──────── Text passage ────────

The most flagrantly misleading headline I've seen in months. Intended to provoke outrage at Hezbollah.
You might think that this means that Hezbollah was responsible for the cache of ammonium nitrate in the port of Beirut, and they were stockpiling it there with plans to use it in an attack on Israel. But both of those are false.
Ammonium nitrate is a readily available fertilizer, and explosive. (A ton might be used to fertilize about 12 acres of corn.) As such, it's widely used in truck bombs, including the one used by Timothy McVeigh.
The article points out that Hezbollah-linked terrorists in London had stockpiled enough for a truck bomb (a few thousand pounds), as had another group in Germany.
The article also points out a Hezbollah leader's assertion that Israel's large stockpile of ammonium nitrate in Haifa was a huge vulnerability, and that it could be exploded by Hezbollah missiles - and that they have, so far, chosen not to target it.

────────

Required work:
(1) In the commentary on the Hezbollah headline, condense the paragraph beginning "Ammonium nitrate is a readily available fertilizer" into a short bulleted list that keeps its main facts.
(2) Based on the commentary on the Hezbollah headline, why did a Hezbollah leader call Israel's ammonium nitrate stockpile in Haifa a huge vulnerability? Answer in one to three sentences.
(3) Write the next part of the commentary on the Hezbollah headline, picking up after its final sentence about the Haifa stockpile.

──────── Extracted entries ────────

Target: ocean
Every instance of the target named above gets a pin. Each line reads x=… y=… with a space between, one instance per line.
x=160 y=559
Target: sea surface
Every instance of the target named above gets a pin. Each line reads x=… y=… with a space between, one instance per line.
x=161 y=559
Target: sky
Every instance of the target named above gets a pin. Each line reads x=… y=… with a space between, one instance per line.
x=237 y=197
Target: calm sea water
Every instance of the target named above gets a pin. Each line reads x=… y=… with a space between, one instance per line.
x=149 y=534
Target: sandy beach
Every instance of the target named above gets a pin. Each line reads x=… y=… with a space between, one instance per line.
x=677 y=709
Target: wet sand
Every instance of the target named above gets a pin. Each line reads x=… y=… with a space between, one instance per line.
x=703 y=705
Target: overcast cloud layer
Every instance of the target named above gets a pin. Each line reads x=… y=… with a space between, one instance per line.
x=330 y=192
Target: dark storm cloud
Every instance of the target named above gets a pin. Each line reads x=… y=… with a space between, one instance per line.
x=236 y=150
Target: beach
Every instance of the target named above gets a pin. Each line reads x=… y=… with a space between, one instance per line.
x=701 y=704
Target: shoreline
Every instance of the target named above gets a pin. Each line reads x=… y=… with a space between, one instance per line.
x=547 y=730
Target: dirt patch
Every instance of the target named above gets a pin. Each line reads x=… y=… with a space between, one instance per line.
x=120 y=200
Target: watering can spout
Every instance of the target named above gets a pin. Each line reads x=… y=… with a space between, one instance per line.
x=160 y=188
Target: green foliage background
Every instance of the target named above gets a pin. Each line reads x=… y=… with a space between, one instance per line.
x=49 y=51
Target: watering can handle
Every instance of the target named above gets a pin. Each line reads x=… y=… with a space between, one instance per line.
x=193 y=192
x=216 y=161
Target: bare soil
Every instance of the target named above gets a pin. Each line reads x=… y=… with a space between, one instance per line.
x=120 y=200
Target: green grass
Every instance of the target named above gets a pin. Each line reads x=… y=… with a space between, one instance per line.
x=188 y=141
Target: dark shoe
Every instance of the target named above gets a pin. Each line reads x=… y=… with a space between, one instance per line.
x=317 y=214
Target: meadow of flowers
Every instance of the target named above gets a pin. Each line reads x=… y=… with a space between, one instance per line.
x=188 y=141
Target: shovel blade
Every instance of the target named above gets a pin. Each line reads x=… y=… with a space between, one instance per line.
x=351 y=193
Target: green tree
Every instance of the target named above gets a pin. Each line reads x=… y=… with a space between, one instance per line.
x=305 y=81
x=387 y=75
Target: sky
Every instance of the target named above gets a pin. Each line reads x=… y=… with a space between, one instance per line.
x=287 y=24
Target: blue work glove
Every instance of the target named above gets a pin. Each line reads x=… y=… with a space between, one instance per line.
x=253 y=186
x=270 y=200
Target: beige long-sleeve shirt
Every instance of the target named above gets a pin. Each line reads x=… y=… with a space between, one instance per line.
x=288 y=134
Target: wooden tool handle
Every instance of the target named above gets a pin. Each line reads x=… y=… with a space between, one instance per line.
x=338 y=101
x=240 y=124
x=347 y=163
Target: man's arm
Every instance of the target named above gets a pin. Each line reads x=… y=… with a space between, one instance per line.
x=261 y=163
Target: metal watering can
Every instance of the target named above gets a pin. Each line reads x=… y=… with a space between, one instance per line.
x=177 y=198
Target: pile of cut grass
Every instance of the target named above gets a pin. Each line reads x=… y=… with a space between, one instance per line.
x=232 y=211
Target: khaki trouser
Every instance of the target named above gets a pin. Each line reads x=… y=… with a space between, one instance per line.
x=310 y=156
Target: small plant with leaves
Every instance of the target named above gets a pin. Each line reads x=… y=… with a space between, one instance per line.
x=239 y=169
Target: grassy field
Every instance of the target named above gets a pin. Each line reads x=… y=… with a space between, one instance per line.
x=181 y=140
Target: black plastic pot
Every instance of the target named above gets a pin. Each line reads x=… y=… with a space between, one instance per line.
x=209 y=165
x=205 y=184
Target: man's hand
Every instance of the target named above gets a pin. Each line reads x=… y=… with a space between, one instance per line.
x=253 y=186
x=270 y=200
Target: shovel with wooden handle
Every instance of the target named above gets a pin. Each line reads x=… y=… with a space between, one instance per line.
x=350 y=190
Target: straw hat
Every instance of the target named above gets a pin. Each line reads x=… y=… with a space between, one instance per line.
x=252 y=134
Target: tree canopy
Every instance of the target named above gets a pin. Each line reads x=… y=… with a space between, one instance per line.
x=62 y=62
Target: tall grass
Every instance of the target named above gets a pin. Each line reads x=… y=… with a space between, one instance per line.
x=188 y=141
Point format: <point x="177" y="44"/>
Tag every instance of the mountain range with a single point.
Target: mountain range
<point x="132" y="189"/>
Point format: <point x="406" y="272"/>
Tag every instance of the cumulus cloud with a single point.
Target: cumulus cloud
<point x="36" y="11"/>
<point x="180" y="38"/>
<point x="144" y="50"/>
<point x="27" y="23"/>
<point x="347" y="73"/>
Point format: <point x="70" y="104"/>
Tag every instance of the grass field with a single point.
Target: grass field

────────

Numbered responses:
(1)
- Ammonium nitrate is easy to obtain and works as both a fertilizer and an explosive.
- About one ton can fertilize roughly 12 acres of corn.
- Because of these properties, it is common in truck bombs, including the one Timothy McVeigh used.

(2) He called it a vulnerability because Hezbollah missiles could explode the large stockpile. He added that Hezbollah has so far chosen not to target it.

(3)
So, technically, the two claims are true. Hezbollah had, in the past, stored an amount of ammonium nitrate 1000x smaller than the Beirut stockpile...but no involvement is alleged with the Beirut supply. And Hezbollah had threatened to target an ammonium nitrate depot in Israel, but not to use the Beirut stockpile as a weapon. And the two not-technically-false statements are stitched together so that most people who just read the headline will jump to the wrong conclusion. And people are posting and sharing it, either aware or unaware of the intentional deception.
I won't do the author or publication the favor of linking to them, I'm sure you can find them if you want to look it up.